■ Task to carry out ■
Return the stretch of the abuta text that begins at the words "Also known as: abutua, aristoloche" and stops after "often causes confusion.", copied word for word.

Supplied text START

ABUTA (Abutta officinalis, Cissampelos pareira)
Also known as: abutua, aristoloche lobee, barbasco, bejuco de raton, butua, cheval, false pareira, feuille coeur, imchich masha, liane patte gasing-gasing, pareira
Abuta is a woody, climbing rainforest vine with leaves up to 30 cm long and produces inedible grape-sized berries that grows in the Amazon basin and other humid, tropical areas of the world.
Another tropical vine, Abuta grandiflora, also has the common name of abuta in South America, but this is a very different plant with different chemicals and uses in herbal medicine. This plant is referred to in Peru as chiric sanago as well as abuta which often causes confusion.
Abuta, Cissampelos pareira, is known as a ‘midwife’s herb’ in South America and is used to treat a variety of women’s complaints. It also acts as an antiseptic to the bladder, is a cerebral tonic and works well as an aphrodisiac.
It can also be used as an expectorant (expels phlegm), emmenagogue (stimulates blood flow in the pelvic area and uterus) and antipyretic (reduces fever) and is a good diuretic.
It is also used to prevent abortion, relieve heavy menstrual bleeding and stop uterine haemorrhages (bleeding). Powdered abuta bark has also been used for menstrual complaints.
The decoction of the stems and roots of this Amazonian plant mixed with wild bee honey is used to treat sterile women. A root decoction is used for post-menstrual haemorrhages, the alcoholic maceration for rheumatism. A root decoction is also used as a cardio tonic, anti-anaemic and anti-malarial medicine.

Supplied text END
Data shown START

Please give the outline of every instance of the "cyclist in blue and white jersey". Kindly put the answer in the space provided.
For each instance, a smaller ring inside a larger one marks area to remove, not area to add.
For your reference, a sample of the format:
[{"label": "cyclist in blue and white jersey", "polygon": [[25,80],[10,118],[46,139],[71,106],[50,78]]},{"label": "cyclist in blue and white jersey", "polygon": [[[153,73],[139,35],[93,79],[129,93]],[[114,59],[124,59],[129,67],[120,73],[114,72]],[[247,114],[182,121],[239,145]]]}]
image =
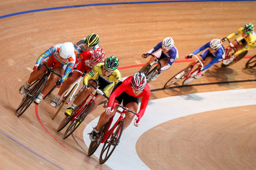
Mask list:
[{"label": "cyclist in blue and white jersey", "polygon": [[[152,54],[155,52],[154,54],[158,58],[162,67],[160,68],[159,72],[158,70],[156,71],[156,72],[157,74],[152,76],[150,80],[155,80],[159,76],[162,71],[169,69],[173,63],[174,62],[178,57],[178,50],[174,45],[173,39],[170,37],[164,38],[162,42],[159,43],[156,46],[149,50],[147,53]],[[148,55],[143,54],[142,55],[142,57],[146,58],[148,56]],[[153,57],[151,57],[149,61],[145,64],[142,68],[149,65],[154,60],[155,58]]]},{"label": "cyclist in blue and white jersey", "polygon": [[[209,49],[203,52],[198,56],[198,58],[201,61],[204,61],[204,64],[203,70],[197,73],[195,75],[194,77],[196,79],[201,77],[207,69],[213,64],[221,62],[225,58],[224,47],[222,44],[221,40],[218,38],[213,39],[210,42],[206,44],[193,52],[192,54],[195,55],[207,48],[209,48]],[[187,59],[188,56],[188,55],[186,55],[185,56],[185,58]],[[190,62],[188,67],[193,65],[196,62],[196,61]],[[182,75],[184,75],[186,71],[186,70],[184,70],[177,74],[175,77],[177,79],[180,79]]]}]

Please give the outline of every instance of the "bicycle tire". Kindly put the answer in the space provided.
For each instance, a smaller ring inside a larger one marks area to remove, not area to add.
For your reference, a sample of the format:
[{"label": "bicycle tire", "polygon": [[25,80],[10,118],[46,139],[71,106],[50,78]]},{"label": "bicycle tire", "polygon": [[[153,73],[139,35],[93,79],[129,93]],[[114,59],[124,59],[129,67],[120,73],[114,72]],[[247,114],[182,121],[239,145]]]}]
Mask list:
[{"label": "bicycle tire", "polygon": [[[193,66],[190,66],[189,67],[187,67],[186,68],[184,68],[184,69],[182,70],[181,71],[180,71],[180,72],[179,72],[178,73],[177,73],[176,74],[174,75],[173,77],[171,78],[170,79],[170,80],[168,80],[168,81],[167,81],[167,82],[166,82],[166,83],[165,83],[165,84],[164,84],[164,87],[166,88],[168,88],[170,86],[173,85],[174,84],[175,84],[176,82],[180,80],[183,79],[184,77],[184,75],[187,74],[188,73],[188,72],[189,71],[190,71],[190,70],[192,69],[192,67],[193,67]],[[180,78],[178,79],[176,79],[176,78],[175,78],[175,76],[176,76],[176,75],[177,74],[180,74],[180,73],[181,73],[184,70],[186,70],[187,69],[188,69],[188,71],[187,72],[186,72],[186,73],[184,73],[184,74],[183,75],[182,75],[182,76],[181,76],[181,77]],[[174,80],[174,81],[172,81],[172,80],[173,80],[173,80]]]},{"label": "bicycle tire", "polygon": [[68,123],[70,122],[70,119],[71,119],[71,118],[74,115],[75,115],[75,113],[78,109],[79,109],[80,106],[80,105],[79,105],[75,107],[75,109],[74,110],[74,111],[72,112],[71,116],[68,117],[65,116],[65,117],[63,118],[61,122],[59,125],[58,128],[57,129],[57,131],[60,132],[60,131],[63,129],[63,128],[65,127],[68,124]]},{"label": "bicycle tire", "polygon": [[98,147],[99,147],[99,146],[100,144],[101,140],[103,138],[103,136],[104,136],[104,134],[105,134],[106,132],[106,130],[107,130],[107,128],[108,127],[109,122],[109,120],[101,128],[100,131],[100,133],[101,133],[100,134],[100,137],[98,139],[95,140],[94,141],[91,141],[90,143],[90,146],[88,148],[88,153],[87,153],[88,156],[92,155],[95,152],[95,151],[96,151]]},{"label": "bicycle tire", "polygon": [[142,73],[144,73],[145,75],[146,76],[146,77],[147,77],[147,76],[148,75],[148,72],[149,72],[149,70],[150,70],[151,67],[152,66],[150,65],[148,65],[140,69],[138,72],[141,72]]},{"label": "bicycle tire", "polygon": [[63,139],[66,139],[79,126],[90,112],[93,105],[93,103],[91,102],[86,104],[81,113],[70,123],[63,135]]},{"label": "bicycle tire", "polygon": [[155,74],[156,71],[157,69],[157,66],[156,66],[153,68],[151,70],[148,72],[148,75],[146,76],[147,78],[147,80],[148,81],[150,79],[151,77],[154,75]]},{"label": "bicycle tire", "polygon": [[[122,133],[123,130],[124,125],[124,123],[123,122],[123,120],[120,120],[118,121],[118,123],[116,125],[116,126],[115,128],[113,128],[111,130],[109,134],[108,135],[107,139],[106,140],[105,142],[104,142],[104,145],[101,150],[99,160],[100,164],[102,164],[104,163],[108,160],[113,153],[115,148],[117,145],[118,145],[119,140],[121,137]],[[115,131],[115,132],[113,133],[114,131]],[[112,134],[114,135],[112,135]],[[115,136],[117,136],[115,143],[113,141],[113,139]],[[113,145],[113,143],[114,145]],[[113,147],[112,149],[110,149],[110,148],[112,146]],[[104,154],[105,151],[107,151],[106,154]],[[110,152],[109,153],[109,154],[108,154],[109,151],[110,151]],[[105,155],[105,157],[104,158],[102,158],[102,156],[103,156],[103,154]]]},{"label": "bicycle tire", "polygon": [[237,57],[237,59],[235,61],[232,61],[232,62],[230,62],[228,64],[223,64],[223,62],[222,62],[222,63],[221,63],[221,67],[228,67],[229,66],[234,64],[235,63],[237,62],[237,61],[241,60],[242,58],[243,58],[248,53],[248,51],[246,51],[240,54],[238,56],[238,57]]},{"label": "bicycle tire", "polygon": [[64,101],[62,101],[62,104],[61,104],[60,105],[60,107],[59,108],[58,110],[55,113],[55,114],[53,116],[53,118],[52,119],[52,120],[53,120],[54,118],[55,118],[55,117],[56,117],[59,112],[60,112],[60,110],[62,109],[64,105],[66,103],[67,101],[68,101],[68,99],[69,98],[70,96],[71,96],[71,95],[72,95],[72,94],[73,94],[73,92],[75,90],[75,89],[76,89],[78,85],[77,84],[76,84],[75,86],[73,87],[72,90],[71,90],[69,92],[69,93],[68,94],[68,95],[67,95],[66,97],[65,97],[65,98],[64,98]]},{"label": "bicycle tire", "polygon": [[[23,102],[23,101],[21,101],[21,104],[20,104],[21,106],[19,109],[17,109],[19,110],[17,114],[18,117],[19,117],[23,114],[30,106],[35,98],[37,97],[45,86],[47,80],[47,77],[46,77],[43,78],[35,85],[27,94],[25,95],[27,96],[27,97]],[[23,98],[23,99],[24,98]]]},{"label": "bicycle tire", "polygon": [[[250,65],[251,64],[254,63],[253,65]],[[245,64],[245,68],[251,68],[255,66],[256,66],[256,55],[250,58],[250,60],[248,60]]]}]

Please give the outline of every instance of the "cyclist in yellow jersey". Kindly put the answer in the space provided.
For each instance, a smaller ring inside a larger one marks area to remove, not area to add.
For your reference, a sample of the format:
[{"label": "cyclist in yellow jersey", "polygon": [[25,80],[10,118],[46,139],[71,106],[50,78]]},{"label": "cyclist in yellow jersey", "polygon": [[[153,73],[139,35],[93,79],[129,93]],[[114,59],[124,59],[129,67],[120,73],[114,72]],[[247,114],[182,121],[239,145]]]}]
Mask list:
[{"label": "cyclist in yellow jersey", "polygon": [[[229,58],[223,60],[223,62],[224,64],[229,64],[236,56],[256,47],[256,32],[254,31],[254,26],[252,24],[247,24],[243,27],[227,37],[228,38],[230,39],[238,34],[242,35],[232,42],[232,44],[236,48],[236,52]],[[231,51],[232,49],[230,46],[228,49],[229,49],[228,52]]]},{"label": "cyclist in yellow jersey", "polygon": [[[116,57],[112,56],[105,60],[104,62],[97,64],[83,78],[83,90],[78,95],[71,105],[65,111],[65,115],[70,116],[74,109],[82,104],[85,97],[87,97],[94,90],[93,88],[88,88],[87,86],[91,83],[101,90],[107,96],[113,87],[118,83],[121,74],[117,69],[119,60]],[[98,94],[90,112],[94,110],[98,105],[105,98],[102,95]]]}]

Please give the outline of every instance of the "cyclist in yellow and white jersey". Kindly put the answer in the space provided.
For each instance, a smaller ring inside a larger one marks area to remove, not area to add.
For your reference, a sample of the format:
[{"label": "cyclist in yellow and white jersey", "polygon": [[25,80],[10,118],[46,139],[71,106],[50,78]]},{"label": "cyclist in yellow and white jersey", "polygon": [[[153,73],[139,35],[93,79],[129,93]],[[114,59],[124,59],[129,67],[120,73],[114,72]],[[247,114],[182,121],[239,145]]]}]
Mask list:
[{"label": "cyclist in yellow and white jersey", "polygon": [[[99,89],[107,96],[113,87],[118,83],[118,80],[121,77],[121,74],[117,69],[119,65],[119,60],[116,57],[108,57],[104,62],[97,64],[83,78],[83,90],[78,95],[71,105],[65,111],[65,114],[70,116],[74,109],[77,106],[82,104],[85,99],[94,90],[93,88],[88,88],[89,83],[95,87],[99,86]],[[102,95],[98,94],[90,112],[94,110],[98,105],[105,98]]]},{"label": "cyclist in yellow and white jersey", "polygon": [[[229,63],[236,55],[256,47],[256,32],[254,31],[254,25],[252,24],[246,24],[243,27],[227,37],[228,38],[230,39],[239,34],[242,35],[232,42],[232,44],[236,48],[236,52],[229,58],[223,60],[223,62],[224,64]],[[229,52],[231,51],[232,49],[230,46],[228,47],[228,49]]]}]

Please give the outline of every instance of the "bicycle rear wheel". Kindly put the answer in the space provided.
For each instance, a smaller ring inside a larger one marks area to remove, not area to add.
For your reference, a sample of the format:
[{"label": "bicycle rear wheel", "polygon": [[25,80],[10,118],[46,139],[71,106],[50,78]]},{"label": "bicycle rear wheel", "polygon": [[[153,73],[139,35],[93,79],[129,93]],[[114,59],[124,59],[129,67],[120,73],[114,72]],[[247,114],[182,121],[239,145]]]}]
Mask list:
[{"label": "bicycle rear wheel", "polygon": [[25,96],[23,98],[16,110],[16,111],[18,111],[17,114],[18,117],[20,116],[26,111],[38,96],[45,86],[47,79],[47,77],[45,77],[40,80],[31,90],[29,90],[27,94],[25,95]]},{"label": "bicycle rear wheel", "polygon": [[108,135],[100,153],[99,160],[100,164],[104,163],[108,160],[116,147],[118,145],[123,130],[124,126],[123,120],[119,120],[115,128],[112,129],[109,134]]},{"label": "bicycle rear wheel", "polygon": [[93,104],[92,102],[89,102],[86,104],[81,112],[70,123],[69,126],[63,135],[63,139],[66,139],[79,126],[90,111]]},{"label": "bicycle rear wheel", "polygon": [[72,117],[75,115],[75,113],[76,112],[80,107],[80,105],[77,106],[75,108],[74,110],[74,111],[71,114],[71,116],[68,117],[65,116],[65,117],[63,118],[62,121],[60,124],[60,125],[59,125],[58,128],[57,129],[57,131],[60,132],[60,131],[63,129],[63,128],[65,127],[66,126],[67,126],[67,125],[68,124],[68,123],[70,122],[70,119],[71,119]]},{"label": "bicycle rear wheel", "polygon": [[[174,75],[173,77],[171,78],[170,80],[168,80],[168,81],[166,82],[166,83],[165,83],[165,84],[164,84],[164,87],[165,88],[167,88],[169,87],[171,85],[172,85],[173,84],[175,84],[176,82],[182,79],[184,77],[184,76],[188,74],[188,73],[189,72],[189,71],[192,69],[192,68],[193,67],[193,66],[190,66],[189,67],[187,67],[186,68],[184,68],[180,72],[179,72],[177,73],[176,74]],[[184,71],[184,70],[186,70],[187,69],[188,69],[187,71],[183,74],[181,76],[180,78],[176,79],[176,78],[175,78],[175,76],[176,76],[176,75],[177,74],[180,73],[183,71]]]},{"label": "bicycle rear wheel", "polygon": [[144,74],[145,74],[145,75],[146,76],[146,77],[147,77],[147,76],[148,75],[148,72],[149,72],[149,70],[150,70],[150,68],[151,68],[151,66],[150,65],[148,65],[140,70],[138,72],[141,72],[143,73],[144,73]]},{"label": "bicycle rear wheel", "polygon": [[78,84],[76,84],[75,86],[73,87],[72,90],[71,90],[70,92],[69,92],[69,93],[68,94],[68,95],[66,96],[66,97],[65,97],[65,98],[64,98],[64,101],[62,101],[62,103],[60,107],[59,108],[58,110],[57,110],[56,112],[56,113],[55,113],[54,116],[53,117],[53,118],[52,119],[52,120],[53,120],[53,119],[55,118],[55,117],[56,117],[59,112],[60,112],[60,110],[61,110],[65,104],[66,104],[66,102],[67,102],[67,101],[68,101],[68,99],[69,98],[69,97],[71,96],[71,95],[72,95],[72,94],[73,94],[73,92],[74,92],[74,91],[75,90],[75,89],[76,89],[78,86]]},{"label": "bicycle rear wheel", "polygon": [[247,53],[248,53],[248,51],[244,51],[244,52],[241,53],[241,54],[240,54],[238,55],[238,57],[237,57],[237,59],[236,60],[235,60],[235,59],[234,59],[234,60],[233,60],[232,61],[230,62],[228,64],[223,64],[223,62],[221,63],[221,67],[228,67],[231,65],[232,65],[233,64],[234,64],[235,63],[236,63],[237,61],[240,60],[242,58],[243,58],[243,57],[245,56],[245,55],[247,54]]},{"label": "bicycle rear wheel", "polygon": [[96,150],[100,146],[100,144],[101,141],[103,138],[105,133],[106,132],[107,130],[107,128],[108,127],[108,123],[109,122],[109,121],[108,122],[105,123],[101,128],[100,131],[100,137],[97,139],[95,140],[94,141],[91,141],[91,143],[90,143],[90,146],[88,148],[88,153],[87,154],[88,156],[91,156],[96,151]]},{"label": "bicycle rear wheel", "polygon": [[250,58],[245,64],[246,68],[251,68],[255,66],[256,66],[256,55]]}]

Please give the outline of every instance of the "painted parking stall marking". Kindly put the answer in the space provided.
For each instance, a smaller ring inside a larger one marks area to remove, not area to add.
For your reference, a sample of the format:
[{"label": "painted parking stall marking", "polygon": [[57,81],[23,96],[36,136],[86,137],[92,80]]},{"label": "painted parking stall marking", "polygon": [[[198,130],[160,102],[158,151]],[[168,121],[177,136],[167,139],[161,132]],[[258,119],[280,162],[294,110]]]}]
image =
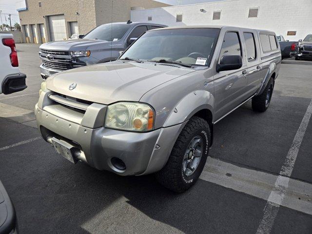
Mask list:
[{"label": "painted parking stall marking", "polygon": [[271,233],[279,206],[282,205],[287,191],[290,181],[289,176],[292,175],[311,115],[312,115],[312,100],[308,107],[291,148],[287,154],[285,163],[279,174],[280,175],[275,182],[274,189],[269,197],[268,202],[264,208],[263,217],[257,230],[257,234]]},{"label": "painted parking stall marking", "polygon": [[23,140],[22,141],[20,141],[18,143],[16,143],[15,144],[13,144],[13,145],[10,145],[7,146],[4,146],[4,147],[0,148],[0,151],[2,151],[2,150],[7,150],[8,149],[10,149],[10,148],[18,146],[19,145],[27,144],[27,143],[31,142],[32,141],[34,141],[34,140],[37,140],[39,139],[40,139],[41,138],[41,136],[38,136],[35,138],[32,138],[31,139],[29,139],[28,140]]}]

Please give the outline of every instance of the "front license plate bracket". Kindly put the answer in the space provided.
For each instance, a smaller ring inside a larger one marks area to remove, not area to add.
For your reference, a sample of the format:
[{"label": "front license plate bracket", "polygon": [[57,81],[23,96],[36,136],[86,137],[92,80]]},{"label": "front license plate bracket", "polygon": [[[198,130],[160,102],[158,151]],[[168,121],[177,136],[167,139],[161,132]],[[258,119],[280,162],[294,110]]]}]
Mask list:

Data shown END

■ Solution for this task ■
Also known as: abutua, aristoloche lobee, barbasco, bejuco de raton, butua, cheval, false pareira, feuille coeur, imchich masha, liane patte gasing-gasing, pareira
Abuta is a woody, climbing rainforest vine with leaves up to 30 cm long and produces inedible grape-sized berries that grows in the Amazon basin and other humid, tropical areas of the world.
Another tropical vine, Abuta grandiflora, also has the common name of abuta in South America, but this is a very different plant with different chemicals and uses in herbal medicine. This plant is referred to in Peru as chiric sanago as well as abuta which often causes confusion.